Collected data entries
■ ■ ■
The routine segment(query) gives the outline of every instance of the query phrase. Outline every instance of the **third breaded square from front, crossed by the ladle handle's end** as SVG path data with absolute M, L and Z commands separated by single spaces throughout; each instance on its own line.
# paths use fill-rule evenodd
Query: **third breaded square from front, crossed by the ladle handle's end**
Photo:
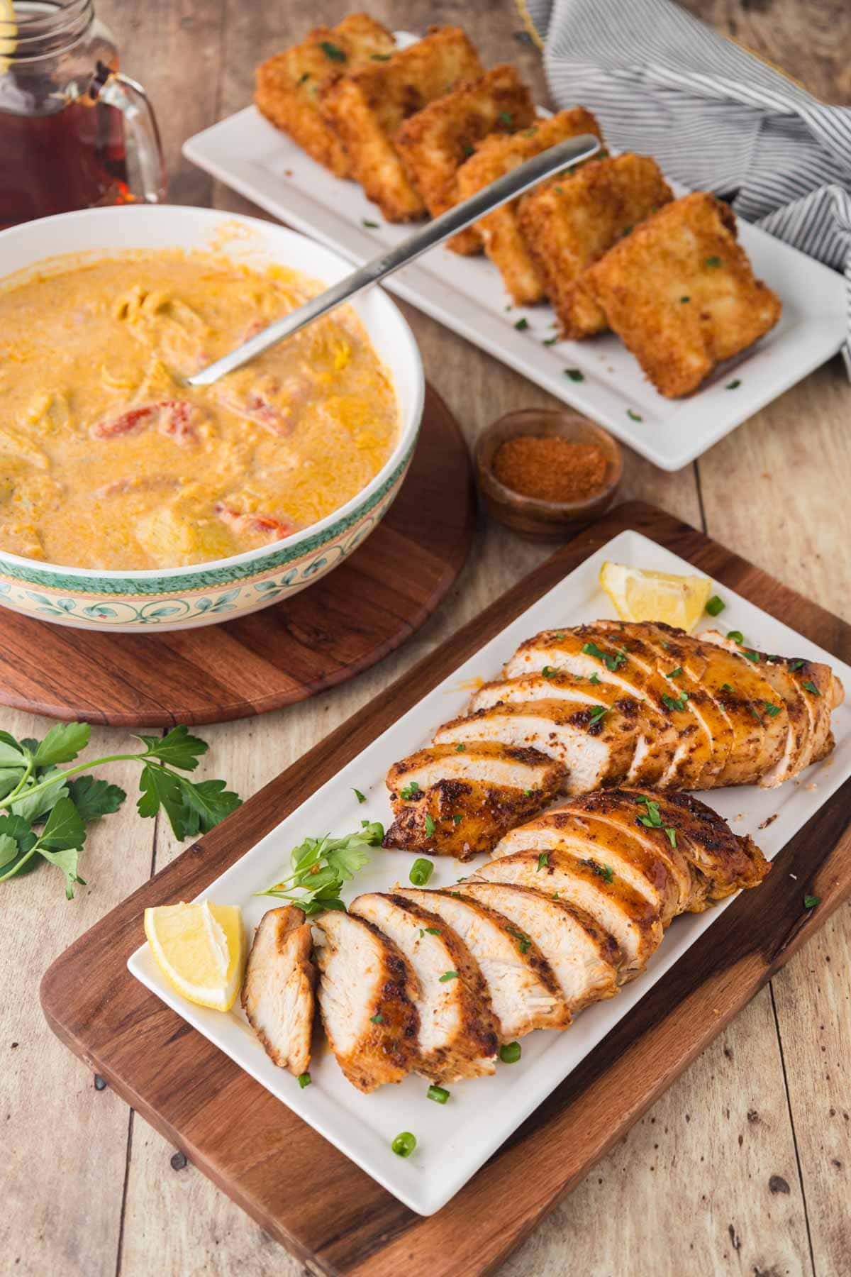
M 532 156 L 581 133 L 592 133 L 602 138 L 600 125 L 591 111 L 574 106 L 569 111 L 559 111 L 547 120 L 538 120 L 537 124 L 512 137 L 495 134 L 485 138 L 476 147 L 476 155 L 458 170 L 458 198 L 468 199 L 482 186 L 517 169 Z M 489 258 L 501 271 L 505 287 L 515 304 L 540 301 L 545 295 L 544 277 L 523 239 L 517 217 L 517 200 L 503 204 L 487 217 L 482 217 L 476 222 L 476 230 L 482 238 Z

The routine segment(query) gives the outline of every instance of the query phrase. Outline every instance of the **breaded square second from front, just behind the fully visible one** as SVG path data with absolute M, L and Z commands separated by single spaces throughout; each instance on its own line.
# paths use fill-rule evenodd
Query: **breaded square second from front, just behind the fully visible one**
M 521 230 L 563 336 L 605 331 L 606 317 L 583 282 L 587 267 L 671 199 L 655 160 L 623 155 L 591 160 L 568 181 L 556 179 L 521 200 Z

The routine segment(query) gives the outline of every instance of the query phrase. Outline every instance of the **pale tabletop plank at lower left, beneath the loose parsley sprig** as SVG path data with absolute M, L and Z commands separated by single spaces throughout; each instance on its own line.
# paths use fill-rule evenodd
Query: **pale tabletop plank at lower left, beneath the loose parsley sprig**
M 5 713 L 4 729 L 42 736 L 50 724 Z M 93 756 L 130 747 L 92 733 Z M 139 767 L 112 765 L 110 779 L 138 789 Z M 65 900 L 63 875 L 42 865 L 3 884 L 0 1055 L 3 1057 L 4 1211 L 0 1267 L 18 1274 L 111 1273 L 121 1220 L 129 1112 L 115 1091 L 96 1089 L 91 1069 L 71 1061 L 37 1013 L 47 963 L 149 873 L 154 822 L 134 803 L 92 827 L 80 859 L 87 886 Z

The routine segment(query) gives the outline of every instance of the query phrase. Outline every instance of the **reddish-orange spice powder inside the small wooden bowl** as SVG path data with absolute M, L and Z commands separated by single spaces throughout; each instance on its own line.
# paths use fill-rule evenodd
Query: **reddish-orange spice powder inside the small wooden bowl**
M 607 461 L 596 443 L 559 435 L 521 434 L 505 439 L 494 457 L 494 474 L 521 497 L 538 501 L 583 501 L 602 492 Z

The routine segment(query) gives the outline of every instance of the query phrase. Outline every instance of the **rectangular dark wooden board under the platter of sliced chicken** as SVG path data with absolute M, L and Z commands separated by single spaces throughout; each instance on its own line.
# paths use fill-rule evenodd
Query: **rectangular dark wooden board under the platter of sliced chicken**
M 681 554 L 841 660 L 851 626 L 640 502 L 579 534 L 47 971 L 51 1028 L 315 1273 L 463 1277 L 495 1269 L 851 893 L 851 782 L 436 1214 L 420 1217 L 281 1105 L 126 969 L 145 905 L 190 900 L 436 683 L 620 531 Z M 790 877 L 795 873 L 795 879 Z M 803 888 L 820 896 L 805 911 Z M 528 1167 L 535 1166 L 535 1174 Z M 498 1221 L 498 1222 L 496 1222 Z

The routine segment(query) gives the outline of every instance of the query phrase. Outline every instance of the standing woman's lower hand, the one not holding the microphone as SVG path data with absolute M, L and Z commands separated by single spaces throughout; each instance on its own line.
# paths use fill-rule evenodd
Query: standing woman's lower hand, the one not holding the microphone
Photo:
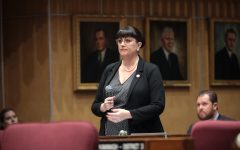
■ ■ ■
■ REQUIRED WORK ■
Reproduce only the lines from the line that holds "of the standing" through the end of the records, exactly as they stand, both ends included and pictures excluded.

■ REPLY TO THE TASK ■
The routine segment(query) gives the outline of every instance of the query phrase. Outline every instance of the standing woman's lower hand, the one not holding the microphone as SVG path data with absolute M, L and Z commands separated by single spaces throughout; each instance on its own line.
# paths use fill-rule evenodd
Query: standing woman's lower hand, the one not holding the microphone
Photo:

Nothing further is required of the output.